Pointing dataset records:
++++++++
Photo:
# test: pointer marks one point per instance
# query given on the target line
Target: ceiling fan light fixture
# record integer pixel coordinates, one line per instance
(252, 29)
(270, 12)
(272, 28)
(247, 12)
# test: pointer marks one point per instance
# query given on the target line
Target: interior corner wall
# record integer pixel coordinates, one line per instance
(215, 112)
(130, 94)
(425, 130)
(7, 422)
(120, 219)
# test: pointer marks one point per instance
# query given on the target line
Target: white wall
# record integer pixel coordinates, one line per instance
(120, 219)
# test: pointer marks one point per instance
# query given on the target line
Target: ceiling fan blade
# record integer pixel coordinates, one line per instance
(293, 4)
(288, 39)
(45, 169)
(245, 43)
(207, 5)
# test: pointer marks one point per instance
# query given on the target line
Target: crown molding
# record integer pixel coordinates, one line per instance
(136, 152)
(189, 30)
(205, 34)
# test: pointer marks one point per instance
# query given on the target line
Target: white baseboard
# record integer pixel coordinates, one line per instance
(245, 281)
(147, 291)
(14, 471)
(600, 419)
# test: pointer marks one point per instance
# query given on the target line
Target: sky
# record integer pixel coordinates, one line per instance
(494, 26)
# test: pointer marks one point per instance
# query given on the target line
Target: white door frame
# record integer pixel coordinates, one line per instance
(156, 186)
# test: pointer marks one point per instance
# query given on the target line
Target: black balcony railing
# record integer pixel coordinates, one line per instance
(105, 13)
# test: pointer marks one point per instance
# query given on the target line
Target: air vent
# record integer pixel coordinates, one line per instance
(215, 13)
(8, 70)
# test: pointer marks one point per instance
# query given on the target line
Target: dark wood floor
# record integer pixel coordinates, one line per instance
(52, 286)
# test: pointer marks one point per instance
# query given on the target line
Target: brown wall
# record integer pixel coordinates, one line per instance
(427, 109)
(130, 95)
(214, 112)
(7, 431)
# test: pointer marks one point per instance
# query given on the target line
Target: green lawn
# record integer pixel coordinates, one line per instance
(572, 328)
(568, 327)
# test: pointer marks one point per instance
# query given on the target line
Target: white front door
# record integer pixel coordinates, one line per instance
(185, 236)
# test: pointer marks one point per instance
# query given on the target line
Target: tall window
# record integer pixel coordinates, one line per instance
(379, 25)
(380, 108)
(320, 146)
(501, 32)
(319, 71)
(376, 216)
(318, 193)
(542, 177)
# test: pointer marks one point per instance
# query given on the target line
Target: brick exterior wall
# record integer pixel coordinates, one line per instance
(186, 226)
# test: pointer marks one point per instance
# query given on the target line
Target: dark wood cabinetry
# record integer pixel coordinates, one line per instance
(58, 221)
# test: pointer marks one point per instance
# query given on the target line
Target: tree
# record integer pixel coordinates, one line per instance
++++++++
Task statement:
Repeat the records above exactly, from the first line to the last.

Answer to this task:
Photo:
# test: pointer marks one point per instance
# query given on the target line
Target: ceiling fan light fixture
# record integer pixel coordinates, one line per instance
(252, 29)
(270, 12)
(272, 28)
(247, 12)
# test: pointer marks one point per instance
# query given on the target line
Target: interior corner wall
# record integer pixel coordinates, one line per instance
(215, 112)
(130, 94)
(425, 130)
(7, 422)
(120, 219)
# test: pointer marks one point per instance
# query given on the target line
Target: white wall
# record integer pixel coordinates, one line per instance
(120, 219)
# test: pointer marks one point per instance
# query given on the target line
Target: ceiling fan blade
# record integer pixel coordinates, one line per instance
(293, 4)
(288, 39)
(45, 169)
(245, 43)
(207, 5)
# test: pointer marks one point per instance
# query given on the target line
Target: crown molding
# record integer pixel coordinates, one line per instance
(136, 152)
(189, 30)
(205, 34)
# test: pointer marks one point per instance
# query given on the target line
Target: white baseboard
# record integer pixel coordinates, one line per instance
(245, 281)
(147, 291)
(14, 471)
(600, 419)
# test: pointer marks one point per instance
# query given on the target line
Target: sky
# record integer pixel coordinates, one line per instance
(494, 26)
# test: pointer marks one point per instance
# query given on the target line
Target: white door frame
# record integer pixel coordinates, one line per instance
(156, 186)
# test: pointer marks one point per instance
# query given on the target line
Target: black balcony railing
# record integer pixel coordinates, one line per instance
(105, 13)
# test: pointer marks one point per instance
# query given on the target line
Target: air vent
# record integer pixel coordinates, one line per instance
(215, 13)
(8, 70)
# test: pointer marks one point per instance
# query given on the target line
Target: dark wood floor
# record integer pixel coordinates, one line per instance
(52, 286)
# test: pointer marks one point per instance
# query given on the target line
Target: brown wall
# record integer pixel coordinates, one line per instance
(427, 109)
(130, 95)
(214, 112)
(7, 431)
# test: pointer marks one point per instance
# query given on the target line
Target: green lawn
# record integer pixel coordinates, one line per instance
(572, 328)
(568, 327)
# test: pointer marks one point per instance
# query given on the target line
Target: white front door
# record integer pixel coordinates, one line per instance
(185, 236)
# test: pointer marks one point per instance
# query given on the target line
Target: tall window
# record integer pixel coordinates, one line per instance
(379, 25)
(380, 108)
(320, 146)
(501, 32)
(319, 71)
(376, 216)
(318, 193)
(542, 177)
# test: pointer marks one point per instance
# query given on the target line
Target: brick exterior wall
# record integer pixel coordinates, one line per instance
(186, 226)
# test: pointer marks one point per instance
# query given on the target line
Target: dark wood cabinetry
# record integer pixel coordinates, one line per instance
(58, 221)
# test: pointer marks one point per instance
# query given on the target line
Target: tree
# record integer pixel coordinates, one line per instance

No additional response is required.